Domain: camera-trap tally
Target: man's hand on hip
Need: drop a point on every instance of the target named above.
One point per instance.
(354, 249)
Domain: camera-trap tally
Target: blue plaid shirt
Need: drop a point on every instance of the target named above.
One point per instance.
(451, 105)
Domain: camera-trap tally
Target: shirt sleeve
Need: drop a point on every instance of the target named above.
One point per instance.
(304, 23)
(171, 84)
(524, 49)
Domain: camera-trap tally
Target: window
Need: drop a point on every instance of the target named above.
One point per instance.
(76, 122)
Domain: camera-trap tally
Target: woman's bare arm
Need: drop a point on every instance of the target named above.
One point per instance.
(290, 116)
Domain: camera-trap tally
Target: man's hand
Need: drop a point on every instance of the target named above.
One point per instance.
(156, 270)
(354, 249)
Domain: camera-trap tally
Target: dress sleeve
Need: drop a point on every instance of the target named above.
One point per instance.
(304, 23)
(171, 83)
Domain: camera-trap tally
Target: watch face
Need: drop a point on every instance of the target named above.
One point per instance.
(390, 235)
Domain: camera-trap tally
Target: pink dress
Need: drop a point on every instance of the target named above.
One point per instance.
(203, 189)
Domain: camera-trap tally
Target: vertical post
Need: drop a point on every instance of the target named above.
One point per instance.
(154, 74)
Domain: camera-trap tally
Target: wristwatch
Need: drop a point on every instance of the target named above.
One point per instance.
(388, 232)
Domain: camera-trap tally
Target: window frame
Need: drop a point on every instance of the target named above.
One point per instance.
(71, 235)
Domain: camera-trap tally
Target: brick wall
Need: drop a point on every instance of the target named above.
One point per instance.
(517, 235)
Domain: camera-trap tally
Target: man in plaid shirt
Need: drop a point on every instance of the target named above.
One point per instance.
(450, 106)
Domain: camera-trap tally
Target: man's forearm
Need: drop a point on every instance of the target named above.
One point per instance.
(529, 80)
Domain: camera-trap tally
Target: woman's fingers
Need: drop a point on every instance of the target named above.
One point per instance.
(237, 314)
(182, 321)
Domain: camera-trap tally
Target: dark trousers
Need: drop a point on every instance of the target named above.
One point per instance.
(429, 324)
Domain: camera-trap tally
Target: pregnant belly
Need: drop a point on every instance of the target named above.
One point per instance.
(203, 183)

+++++

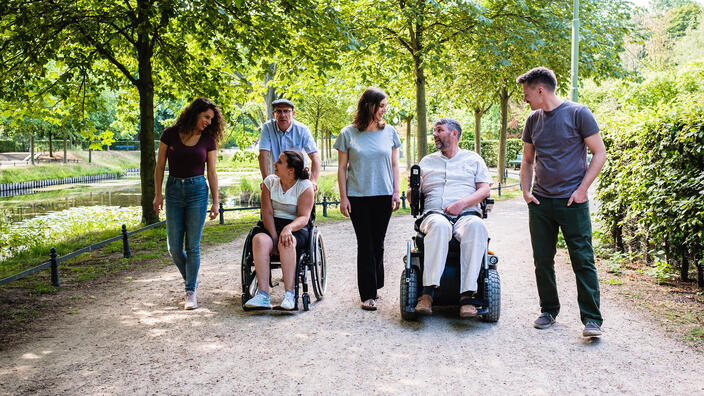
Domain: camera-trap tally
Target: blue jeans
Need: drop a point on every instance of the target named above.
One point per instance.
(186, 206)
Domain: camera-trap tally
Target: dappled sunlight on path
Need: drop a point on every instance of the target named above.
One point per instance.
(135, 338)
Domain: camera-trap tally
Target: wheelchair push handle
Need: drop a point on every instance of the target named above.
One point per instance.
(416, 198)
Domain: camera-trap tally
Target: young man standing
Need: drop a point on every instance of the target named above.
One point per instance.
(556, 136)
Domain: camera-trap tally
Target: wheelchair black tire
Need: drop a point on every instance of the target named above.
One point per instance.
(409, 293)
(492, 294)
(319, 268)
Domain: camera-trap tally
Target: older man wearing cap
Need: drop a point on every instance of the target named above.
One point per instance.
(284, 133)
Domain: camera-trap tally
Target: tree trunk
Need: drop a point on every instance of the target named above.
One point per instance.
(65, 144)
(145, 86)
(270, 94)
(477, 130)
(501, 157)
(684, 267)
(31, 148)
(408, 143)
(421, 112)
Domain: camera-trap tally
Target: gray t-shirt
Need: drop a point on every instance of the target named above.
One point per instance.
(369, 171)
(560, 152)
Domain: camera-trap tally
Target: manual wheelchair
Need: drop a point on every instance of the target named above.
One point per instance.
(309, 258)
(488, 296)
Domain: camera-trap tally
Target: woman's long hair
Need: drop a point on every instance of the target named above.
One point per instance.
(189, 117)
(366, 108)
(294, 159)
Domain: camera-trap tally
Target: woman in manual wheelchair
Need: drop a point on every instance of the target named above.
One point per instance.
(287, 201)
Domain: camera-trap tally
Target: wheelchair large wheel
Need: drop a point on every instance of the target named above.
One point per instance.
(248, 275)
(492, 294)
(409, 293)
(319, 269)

+++++

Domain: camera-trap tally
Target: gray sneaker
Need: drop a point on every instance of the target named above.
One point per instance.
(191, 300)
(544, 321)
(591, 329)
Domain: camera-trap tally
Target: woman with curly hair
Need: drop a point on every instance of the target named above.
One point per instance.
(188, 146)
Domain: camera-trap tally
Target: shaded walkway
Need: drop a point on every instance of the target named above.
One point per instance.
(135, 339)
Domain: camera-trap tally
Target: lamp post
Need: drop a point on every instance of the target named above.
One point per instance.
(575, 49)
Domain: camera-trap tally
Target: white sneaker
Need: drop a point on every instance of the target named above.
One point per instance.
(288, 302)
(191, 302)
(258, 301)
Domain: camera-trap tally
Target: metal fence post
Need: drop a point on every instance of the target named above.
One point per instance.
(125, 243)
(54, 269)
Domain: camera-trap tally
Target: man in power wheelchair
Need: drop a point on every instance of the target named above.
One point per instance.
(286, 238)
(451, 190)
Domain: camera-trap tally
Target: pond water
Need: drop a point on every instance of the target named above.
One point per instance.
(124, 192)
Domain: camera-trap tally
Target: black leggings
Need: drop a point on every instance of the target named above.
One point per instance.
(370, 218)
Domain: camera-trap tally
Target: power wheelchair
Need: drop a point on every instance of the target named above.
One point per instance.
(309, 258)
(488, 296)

+++++

## To be done:
Please display each line of the material above that contains the word "post".

## Solution for this exercise:
Target: vertical post
Target: lamp post
Target: metal fence post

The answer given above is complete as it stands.